**SET PROBLEM:** Reproduce the records below word for word, leaving out the pictures.

**EXTRACTED INFORMATION:**
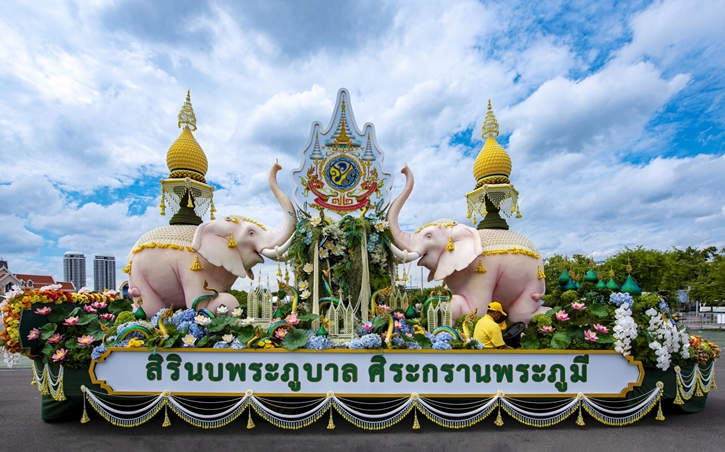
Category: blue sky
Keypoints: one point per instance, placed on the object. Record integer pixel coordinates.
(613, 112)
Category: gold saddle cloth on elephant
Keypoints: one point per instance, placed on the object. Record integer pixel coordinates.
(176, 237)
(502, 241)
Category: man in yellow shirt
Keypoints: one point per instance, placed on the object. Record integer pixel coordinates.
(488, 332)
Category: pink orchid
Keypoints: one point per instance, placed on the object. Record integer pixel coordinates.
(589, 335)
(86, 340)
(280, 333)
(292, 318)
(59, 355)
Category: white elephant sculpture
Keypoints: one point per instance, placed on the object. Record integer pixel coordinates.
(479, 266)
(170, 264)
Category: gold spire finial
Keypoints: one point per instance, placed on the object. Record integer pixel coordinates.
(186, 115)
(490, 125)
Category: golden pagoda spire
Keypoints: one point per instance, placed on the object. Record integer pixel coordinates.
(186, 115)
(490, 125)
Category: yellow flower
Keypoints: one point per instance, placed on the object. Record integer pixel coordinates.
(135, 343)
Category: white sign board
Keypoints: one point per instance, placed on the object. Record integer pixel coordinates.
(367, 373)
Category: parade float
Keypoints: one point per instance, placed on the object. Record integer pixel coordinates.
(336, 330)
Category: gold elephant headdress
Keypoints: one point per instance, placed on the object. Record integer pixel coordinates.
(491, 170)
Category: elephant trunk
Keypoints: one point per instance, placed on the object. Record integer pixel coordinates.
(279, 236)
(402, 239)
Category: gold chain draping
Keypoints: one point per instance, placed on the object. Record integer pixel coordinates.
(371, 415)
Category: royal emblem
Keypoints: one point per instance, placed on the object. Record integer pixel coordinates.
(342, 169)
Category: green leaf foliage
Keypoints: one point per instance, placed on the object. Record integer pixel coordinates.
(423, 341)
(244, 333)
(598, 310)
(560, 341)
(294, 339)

**TASK RESPONSE:**
Category: blue sky
Keypoints: one point per instance, placed on the object. Record integer pixel coordinates.
(613, 112)
Category: gold saddle cloth on elephant
Keypoints: one point per instance, placed on the object. Record integer pixel coordinates.
(176, 237)
(502, 241)
Category: man in yellow shirt
Keypoints: one point per instance, placed on the object. Record integer pixel coordinates.
(488, 332)
Category: pink orchid
Keypoints: one point per instance, placed on the object. Record integer pixel coordinates.
(589, 335)
(86, 340)
(280, 333)
(292, 318)
(59, 355)
Category: white elephant sculpture
Keypoints: one point per instance, placed on the object. Record integer pixel coordinates.
(479, 266)
(170, 264)
Category: gold spire finial
Keypoints: one point per instance, placed on the object. Record integer pixel coordinates.
(186, 115)
(490, 125)
Category: golden pagoda spire
Keypoints: one point per instance, placed on the object. Record integer pixel coordinates.
(186, 115)
(490, 125)
Category: yellow flower
Keypoints: one point per instance, placed on the object. Record integer pixel coordinates.
(135, 343)
Category: white sign board
Keypoints: one point per instance, placed on the object. Record integer pixel coordinates.
(367, 373)
Category: parade float
Keypoints: one point per instance, placed on the object. Record integer pixel coordinates.
(336, 330)
Category: gold elephant headdress
Keypoints: one point per instance, placed on the object. Record integer pixel coordinates.
(491, 170)
Category: elephant trunk
Keypoints: one point per instance, placed on the object. Record integer pixel coordinates.
(279, 236)
(402, 239)
Category: gold chain draping
Keypoints: one point per instance, placed on the object. Record integer pixel coordinates.
(371, 415)
Category: royal emblem
Keypoints: one point per instance, placed on the object. Record integer pixel coordinates.
(342, 169)
Category: green leaf foliage
Keypoints: one point per instance, placed on the object. Record integer pixel coordinates.
(423, 341)
(244, 333)
(598, 310)
(560, 341)
(294, 339)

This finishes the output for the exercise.